## Exercise aim
Write out the listing below in its entirety, minus the pictures, without changing a word.

>>>

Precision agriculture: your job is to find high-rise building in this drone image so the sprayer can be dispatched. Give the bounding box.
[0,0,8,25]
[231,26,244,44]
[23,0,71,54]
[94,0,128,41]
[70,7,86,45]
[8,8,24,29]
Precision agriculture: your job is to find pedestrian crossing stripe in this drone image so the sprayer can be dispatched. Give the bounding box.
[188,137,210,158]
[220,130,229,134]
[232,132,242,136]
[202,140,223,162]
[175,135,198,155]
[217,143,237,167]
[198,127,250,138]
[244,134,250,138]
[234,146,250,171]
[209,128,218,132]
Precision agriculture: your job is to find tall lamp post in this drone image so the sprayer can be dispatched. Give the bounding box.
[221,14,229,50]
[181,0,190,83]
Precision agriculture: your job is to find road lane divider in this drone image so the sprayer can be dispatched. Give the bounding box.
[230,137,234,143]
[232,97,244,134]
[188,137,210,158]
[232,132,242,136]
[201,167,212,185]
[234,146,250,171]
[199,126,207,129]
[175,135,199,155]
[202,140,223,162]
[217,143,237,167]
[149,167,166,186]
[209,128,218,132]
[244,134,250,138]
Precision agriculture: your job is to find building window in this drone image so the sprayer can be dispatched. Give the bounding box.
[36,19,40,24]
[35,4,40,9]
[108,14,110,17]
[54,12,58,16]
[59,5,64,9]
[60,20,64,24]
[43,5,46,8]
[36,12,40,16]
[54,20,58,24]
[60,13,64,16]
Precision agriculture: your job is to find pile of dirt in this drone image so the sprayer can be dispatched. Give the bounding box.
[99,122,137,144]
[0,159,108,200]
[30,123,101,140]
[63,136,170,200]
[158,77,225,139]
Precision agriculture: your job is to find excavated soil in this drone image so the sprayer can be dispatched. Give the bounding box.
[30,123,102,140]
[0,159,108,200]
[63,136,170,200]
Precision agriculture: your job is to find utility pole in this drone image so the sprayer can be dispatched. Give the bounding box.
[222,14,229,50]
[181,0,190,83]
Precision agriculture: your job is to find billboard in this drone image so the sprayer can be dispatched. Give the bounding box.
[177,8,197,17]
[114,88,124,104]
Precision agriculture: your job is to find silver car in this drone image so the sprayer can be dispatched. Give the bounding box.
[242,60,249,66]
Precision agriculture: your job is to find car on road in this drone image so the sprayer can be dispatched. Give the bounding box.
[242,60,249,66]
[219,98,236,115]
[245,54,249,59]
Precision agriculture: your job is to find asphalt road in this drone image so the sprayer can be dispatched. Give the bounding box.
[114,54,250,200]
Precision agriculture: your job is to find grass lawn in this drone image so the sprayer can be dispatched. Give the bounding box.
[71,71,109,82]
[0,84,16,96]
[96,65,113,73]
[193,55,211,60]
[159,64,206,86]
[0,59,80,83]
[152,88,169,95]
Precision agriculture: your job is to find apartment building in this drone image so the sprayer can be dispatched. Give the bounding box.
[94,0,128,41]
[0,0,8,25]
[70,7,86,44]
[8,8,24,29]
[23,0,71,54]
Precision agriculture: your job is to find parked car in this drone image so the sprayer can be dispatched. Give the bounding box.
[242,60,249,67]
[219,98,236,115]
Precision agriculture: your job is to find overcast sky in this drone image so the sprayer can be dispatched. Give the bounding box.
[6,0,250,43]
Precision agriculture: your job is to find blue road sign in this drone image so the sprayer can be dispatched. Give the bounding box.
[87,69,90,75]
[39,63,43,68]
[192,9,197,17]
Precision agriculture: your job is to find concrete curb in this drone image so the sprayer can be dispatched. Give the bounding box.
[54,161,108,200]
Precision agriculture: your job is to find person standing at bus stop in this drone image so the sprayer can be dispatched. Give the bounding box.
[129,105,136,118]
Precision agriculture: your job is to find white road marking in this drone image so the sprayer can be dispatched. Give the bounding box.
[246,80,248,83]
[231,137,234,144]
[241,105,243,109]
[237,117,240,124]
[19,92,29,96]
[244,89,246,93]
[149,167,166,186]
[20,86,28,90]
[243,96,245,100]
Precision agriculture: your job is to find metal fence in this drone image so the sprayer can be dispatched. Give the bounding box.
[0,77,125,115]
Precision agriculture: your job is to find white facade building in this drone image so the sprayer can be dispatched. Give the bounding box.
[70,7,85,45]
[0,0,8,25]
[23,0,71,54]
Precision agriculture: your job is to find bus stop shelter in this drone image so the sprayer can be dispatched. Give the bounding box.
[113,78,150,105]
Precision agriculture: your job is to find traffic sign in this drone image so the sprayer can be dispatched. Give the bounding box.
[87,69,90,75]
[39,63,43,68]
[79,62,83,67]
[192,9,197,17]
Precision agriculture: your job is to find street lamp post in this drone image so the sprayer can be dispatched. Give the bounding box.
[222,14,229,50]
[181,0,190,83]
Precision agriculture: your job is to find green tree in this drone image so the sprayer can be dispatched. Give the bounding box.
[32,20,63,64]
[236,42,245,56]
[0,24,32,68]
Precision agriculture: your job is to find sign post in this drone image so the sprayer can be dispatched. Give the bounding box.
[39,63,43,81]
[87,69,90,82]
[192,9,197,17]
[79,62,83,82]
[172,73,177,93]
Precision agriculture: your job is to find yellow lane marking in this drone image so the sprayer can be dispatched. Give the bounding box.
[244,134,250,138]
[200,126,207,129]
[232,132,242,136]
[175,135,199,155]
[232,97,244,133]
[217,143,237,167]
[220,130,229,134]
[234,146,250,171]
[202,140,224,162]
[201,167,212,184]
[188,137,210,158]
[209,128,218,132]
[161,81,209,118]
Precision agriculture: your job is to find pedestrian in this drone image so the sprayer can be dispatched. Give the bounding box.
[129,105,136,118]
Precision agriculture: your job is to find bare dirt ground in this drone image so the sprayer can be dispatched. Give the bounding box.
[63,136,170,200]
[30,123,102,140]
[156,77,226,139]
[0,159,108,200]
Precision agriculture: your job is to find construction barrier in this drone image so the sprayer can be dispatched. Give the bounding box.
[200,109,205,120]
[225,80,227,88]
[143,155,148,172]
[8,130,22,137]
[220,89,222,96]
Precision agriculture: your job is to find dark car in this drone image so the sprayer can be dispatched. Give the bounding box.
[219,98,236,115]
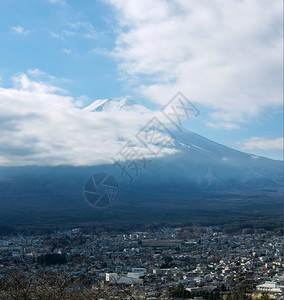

<<<

## Output of the exercise
Precision agriculture: your job is to find high-rise building in this drone image so the sprayer can be dispatched. Give the bounding box.
[0,0,8,25]
[231,26,244,44]
[23,0,71,54]
[94,0,128,41]
[70,7,86,45]
[8,8,24,29]
Precision agriculture: your job is to find pedestrian crossing stripe in this drone image so the sprayer can be dispatched. Give the bounding box.
[188,137,210,158]
[220,130,229,134]
[232,132,242,136]
[202,140,223,162]
[175,135,198,155]
[217,143,237,167]
[198,127,250,138]
[244,134,250,138]
[234,146,250,171]
[209,128,218,132]
Precision agriculture: your job is to find tall lamp post in this drone image so the sprayer can be dispatched. Give the bounding box.
[221,14,229,50]
[181,0,190,83]
Precision agriculture: your job is to find road lane divider in this drone image so the sprayer can be dispatched. Give the bounding box.
[230,137,234,143]
[232,97,244,134]
[188,137,210,158]
[232,132,242,136]
[201,167,212,185]
[234,146,250,171]
[199,126,207,129]
[175,135,199,155]
[202,140,223,162]
[217,143,237,167]
[149,167,166,186]
[209,128,218,132]
[244,134,250,138]
Precision agriculture: your job is to find building window in this drone image so the sprayer can be dispatched. Give the bounding box.
[36,19,40,24]
[35,4,40,9]
[108,14,110,17]
[54,12,58,16]
[59,5,64,9]
[60,20,64,24]
[43,5,46,8]
[36,12,40,16]
[54,20,58,24]
[60,13,64,16]
Precision agriculture: your job is to find pile of dirt in this drone image so the sprayer can be dispatched. Give the bounding box.
[99,122,137,144]
[0,159,108,200]
[30,123,101,140]
[63,136,170,200]
[158,77,225,139]
Precision agriculture: your job is to find excavated soil in this drone image so the sprayer can be dispatched. Give the bounding box.
[30,123,102,140]
[0,159,108,200]
[63,136,170,200]
Precision agriculture: your job is to find utility pole in this drone image so the sprayer can be dispatched. Give the bounding box.
[222,14,229,50]
[181,0,190,83]
Precision agriculture: your job is to find billboard in this drone image so the sprayer can be dispatched. Give the bounding box.
[177,8,197,17]
[114,88,124,104]
Precision agriculture: your job is to find silver car in this drone image so the sprayer can be dispatched. Give the bounding box.
[242,60,249,66]
Precision agriculture: your job is to find car on road in this drone image so the sprayer can be dispatched. Give the bounding box.
[242,60,249,66]
[219,98,236,115]
[245,54,249,59]
Precision agriculture: your job is to find asphalt road in this drone image so the sprayer can be dispatched. Give the bounding box.
[114,54,250,200]
Precision agriculture: your job is to find grass lawn in this drone image so the sprayer can be dispatched. Give the bounding box.
[71,71,109,82]
[0,84,16,96]
[96,65,113,73]
[193,55,211,60]
[159,64,206,86]
[0,59,80,83]
[152,88,169,95]
Precision agriculture: your job is to find apartment building in this drone image so the sprayer can be dispatched. Give the bounding box.
[94,0,128,41]
[0,0,8,25]
[70,7,86,44]
[8,8,24,29]
[23,0,71,54]
Precision agriculture: your job is to find parked car in this drone image so the sprayer can be dispatched. Give the bounding box.
[242,60,249,67]
[219,98,236,115]
Precision agriculture: your job is to find overcast sky in this drone image so the sprayer can be dispatched. Give the bounding box.
[6,0,250,43]
Precision agriculture: your job is to find blue road sign in this drone image so the sprayer can be dispatched. Give the bounding box.
[87,69,90,75]
[39,63,43,68]
[192,9,197,17]
Precision agriculture: your job is to find concrete curb in this drone image so the sprayer can be dispatched. Give the bounding box.
[54,161,108,200]
Precision agriculture: your job is to find person standing at bus stop in this drone image so the sprayer can be dispatched. Give the bounding box.
[129,105,136,118]
Precision agriculture: your job is to find white road marking in this drone image so the sprayer can be dispatched. Give the bounding box.
[246,80,248,83]
[231,137,234,144]
[241,105,243,109]
[237,117,240,124]
[19,92,29,96]
[244,89,246,93]
[149,167,166,186]
[20,86,28,90]
[243,96,245,100]
Precision agriculture: your job is to find metal fence in this drone image so the sprayer can be dispatched. Give the bounding box.
[0,77,125,115]
Precision agriculture: your job is to find white facade building in this drone image so the sprayer can be dispatched. Give the bounding box.
[70,7,85,45]
[0,0,8,25]
[23,0,71,54]
Precision agriculture: your job is to find bus stop shelter in this drone image so the sprayer can be dispatched. Give the bounding box.
[113,78,150,105]
Precision agriculture: your job is to find traffic sign in this drone image so the sprayer can be dispatched. Give the bounding box.
[87,69,90,75]
[39,63,43,68]
[79,62,83,67]
[192,9,197,17]
Precision agriculture: your job is to find street lamp post in this drone image so the sprayer can be dispatched. Give the bounding box.
[222,14,229,50]
[181,0,190,83]
Precision agriculture: your job is to find green tree in this drone image so the sprayer can be dispatched. Give the bounding box.
[32,20,63,64]
[236,42,245,56]
[0,24,32,68]
Precision agriculture: your job is to find sign post in this drone image so the sprayer can be dispatched. Give the bounding box.
[39,63,43,81]
[87,69,90,82]
[192,9,197,17]
[79,62,83,82]
[172,73,177,93]
Precision agriculture: your job is to find yellow lane marking in this drone image so the sprayer can be dispatched. Give the bounding box.
[244,134,250,138]
[200,126,207,129]
[232,132,242,136]
[175,135,199,155]
[232,97,244,133]
[217,143,237,167]
[220,130,229,134]
[234,146,250,171]
[202,140,224,162]
[201,167,212,184]
[188,137,210,158]
[209,128,218,132]
[161,81,209,118]
Precision agriculture: your job is to find pedestrian in this drone image so the sprayer can be dispatched. Give the bounding box.
[129,105,136,118]
Precision agriculture: your job is to find bare dirt ground in this drone image so the sprayer can be dispatched. Give the bounding box.
[63,136,170,200]
[30,123,102,140]
[156,77,226,139]
[0,159,108,200]
Precision agriculture: your job is to find construction barrier in this drone image so the sprayer can be dispatched. Give the bounding box.
[200,109,205,120]
[225,80,227,88]
[143,155,148,172]
[8,130,22,137]
[220,89,222,96]
Precision agriculture: your job is to find dark car in this drone image so the sprayer can be dispatched. Give the bounding box.
[219,98,236,115]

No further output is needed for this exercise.